-------- Selected text --------

Do You Think Elections Represent the Will of the People Represented? Let's Take a Vote!
Happy Thailand Election Day! And Also USA Mother's Day!
The outside of Baan Mark Prok school this morning, where my husband voted in the Thailand elections.
“I consider it completely unimportant who in the party will vote, or how; but what is extraordinarily important is this—who will count the votes, and how.”
Josef Stalin
“Democracy is the worst form of government – except for all the others that have been tried.”
Winston Churchill
It’s that time of year again. As billions of people celebrate this ritual worldwide, I figured I’d take a moment to explain to outsiders and insiders both how Thailand elections works. These are only my personal observations:
1. Elections in Thailand are held on a Sunday. What Sunday is debatable, as I have seen it held on many different Sundays regarding the month and the day of the month. I presume that no tradition exactly like the USA’s “First Tuesday following on the first Monday in November” thing exists here, probably because Thailand, with its many coups and suspension of elections, doesn’t have a firm tradition to piggyback on there.
2. Alcohol sales are suspended for 24 hours around election day, from 6:00 PM the Saturday night before to 6:00 PM (presumably after polls close) on the voting day Sunday evening. They apparently want their voting citizens in a clear and sober frme of mind. I’ve been swamped with low priority earnings edits all weekend and didn’t even know about the election. Last night on Saturday at 7:30 PM or so I went into 7 Eleven planning to buy three beers for me and my husband. No dice! So how heavily is this enforced? I walked to a local shop nearby, where the woman behind the counter both recognized me and realized that I was farang (i.e. white foreignor), meaning that I couldn’t vote the next day anyways. She discretely packaged my purchase of two Chang pint beers in a black plastic bag as a white man, also presumably turned away from 7 Eleven, waited behind me in line, this time with two Singha pints.
3. You definitely need to be a Thai citizen and show your valid ID card to vote here. This morning our brother in law took our motorbike for the approximately 32nd time we wanted it for something. No worries though as the son of our landlady showed up in his truck to take me and my (Thai) husband to the voting station. It was held at the local school, Baan Mark Prok, which my younger daughter attended for a short time.
4. I was regarded oddly as usual, but I wasn’t voting, rather my husband was. Some military guarded the voting area and I have been told that I cannot take pictures inside, even of simple things like the main Phuket governor’s candidate board which had many posts all over the island. This is fair enough. I suppose I could accidentally take a picture that reveals somebody’s identity and vote somehow.
5. There were absolutely no Diebold voting machines or electronic voting machines of any kind whatsoever at this station. Instead my husband went through a multiple point check showing his ID card. The first station he went to they said he needed to go next door for his subdistrict, then there was a multiple check in procedure involving first a military guy, then several Muslim women. There were two different main things being voted on the first of which was who would be the governor of Phuket province. There were 11 candidates on the board, 9 men and 2 women based on the pictures. There were also multiple separate initiatives each posted in Thai language solely. Not knowing what the initiatives were for, I probably would have automatically voted “No” on all of them. Perhaps some were wonderful and they had good ideas to increase freedom and prosperity. My experience is 90% of them would have done the exact opposite, if America is what I go by. I guess I have to use the USA as it is my only personal experience of voting.

--------

In the post about Thailand's election day, how many candidates for governor of Phuket province were on the board?

-------- Provided data --------

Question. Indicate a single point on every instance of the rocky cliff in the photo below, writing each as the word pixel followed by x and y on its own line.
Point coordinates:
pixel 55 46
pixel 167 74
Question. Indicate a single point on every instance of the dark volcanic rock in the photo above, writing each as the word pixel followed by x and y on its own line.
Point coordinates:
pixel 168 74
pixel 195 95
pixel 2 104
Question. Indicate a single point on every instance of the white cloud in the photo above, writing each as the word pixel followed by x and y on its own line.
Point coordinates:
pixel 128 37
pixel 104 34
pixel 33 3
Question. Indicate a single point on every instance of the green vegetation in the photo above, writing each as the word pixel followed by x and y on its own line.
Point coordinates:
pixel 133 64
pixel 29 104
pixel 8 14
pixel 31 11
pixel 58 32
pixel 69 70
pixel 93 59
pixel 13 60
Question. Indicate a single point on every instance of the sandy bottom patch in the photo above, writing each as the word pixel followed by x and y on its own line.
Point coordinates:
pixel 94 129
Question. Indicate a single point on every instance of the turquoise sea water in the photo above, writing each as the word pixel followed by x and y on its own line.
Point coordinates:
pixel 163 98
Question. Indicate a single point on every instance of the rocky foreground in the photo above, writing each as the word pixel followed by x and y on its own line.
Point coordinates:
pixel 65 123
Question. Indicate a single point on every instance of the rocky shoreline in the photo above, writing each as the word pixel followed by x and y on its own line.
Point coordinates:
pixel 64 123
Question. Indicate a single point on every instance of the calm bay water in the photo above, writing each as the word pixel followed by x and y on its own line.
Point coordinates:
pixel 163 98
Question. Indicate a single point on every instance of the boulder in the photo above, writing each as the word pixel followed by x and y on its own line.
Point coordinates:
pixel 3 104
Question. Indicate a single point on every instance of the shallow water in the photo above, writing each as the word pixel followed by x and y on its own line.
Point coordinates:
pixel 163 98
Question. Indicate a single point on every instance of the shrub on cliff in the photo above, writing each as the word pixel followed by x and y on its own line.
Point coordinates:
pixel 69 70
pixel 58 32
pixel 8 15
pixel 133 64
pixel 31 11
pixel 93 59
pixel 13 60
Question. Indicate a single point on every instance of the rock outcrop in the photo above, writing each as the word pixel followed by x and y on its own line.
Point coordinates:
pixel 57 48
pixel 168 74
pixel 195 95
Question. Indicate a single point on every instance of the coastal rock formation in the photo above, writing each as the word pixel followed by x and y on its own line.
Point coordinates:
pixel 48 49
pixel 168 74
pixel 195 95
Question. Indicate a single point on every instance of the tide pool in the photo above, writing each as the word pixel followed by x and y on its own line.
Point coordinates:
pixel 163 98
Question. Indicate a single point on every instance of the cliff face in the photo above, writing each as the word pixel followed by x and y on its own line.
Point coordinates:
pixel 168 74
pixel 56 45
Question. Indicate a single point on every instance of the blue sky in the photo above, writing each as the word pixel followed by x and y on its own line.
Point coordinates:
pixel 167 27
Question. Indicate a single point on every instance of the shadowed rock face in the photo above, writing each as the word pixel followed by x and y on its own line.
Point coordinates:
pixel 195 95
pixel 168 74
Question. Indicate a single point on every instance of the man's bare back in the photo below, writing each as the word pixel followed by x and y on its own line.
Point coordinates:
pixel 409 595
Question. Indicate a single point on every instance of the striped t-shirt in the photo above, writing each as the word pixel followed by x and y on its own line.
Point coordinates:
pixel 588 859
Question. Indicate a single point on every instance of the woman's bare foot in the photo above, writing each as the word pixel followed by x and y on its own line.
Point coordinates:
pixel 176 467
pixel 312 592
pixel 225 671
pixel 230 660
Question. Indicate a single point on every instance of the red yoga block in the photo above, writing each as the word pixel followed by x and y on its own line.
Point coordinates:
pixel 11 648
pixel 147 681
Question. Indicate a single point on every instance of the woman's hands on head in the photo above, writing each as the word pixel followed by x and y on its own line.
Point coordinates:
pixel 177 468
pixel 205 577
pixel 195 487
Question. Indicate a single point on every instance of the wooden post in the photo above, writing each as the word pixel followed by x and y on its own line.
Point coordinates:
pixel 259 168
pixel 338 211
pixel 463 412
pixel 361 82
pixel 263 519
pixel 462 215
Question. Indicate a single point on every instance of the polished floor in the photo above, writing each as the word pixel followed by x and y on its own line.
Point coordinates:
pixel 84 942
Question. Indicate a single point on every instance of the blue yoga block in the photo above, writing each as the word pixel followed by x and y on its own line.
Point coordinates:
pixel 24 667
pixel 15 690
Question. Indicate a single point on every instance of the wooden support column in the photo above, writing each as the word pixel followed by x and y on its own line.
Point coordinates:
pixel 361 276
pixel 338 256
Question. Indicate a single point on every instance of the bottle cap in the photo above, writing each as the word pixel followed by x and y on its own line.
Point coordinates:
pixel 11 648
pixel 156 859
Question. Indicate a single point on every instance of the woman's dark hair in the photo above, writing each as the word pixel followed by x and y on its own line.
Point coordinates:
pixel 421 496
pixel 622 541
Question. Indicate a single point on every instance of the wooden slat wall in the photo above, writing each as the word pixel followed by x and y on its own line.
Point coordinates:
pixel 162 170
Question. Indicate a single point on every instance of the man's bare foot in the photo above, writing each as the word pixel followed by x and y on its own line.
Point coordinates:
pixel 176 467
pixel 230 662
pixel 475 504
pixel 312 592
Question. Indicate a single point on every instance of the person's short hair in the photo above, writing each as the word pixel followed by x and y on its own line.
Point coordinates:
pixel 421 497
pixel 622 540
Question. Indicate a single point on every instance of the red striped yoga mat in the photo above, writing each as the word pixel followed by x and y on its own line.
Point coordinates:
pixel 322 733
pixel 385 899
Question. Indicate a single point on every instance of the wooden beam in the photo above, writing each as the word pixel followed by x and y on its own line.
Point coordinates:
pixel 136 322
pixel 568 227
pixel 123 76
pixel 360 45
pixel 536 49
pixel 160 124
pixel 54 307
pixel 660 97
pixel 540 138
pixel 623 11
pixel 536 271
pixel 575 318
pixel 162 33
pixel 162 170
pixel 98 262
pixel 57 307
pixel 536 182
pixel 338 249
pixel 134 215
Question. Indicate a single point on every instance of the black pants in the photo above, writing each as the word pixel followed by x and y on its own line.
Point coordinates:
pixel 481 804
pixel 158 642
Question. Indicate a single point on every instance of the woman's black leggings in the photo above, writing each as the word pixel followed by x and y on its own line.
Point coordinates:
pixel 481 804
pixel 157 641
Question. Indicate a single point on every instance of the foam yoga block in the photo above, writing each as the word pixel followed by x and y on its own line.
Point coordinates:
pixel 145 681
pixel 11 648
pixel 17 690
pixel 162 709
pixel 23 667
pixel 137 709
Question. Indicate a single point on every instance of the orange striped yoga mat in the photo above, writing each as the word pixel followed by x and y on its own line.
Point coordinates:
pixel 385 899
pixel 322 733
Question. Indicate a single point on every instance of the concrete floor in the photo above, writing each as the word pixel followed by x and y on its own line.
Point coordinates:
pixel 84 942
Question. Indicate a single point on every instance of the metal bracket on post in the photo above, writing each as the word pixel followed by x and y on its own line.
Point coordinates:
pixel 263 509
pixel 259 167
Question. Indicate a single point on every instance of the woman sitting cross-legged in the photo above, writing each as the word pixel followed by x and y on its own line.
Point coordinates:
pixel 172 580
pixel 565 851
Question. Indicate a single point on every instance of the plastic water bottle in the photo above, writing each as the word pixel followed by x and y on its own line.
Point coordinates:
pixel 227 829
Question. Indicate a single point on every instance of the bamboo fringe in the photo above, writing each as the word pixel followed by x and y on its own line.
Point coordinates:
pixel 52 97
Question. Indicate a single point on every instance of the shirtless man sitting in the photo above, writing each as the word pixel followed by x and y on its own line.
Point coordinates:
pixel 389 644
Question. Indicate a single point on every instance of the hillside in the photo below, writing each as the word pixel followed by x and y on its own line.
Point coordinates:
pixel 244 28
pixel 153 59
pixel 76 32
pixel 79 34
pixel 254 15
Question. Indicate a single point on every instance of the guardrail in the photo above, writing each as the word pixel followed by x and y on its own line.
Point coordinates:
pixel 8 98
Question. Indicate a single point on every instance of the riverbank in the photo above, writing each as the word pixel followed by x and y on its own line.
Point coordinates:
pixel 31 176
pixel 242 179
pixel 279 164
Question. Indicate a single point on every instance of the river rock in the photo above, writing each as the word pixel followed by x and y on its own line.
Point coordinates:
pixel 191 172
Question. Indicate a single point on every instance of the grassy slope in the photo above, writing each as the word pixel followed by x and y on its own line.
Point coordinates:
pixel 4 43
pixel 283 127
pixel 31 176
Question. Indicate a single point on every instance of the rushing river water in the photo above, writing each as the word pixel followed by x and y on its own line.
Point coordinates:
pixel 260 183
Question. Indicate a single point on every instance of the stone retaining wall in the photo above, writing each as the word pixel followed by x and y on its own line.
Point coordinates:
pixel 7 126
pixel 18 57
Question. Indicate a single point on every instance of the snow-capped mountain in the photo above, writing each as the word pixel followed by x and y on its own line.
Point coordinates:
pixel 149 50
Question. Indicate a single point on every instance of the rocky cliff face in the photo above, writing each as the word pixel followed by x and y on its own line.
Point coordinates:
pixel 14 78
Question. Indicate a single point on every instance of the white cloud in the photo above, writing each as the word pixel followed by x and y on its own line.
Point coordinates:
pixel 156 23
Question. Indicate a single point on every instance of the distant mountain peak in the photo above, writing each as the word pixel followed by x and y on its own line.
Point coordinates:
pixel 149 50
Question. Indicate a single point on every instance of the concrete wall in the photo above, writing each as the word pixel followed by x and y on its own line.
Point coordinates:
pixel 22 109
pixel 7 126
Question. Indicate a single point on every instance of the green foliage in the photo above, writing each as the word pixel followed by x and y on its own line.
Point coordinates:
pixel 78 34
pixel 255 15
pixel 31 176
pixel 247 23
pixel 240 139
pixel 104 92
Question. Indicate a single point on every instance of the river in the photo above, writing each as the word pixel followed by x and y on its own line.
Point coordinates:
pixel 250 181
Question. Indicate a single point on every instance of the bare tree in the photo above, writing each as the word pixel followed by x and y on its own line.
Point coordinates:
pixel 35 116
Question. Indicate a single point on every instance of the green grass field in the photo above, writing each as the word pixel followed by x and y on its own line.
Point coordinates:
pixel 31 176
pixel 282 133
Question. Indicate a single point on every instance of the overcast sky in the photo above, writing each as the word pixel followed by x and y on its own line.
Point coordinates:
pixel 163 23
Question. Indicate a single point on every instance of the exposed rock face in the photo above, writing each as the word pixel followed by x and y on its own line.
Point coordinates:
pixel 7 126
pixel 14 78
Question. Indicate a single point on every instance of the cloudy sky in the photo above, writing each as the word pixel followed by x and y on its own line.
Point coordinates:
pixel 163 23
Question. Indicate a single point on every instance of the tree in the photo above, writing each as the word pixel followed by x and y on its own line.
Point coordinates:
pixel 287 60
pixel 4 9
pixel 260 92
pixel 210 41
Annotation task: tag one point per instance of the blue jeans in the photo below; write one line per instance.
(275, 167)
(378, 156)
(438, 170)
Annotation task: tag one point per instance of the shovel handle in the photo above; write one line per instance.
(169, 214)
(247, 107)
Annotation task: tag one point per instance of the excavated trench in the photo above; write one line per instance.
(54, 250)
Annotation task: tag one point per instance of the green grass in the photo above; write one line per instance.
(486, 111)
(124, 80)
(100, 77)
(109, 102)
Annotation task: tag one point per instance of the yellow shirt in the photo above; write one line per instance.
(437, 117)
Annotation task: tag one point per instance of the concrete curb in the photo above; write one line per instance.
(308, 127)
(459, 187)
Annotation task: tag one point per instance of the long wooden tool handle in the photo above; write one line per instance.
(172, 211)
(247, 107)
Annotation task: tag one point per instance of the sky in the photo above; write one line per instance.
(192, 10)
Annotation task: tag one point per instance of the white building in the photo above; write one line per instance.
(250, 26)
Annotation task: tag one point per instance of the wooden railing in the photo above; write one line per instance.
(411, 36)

--------

• [Solution]:
11 candidates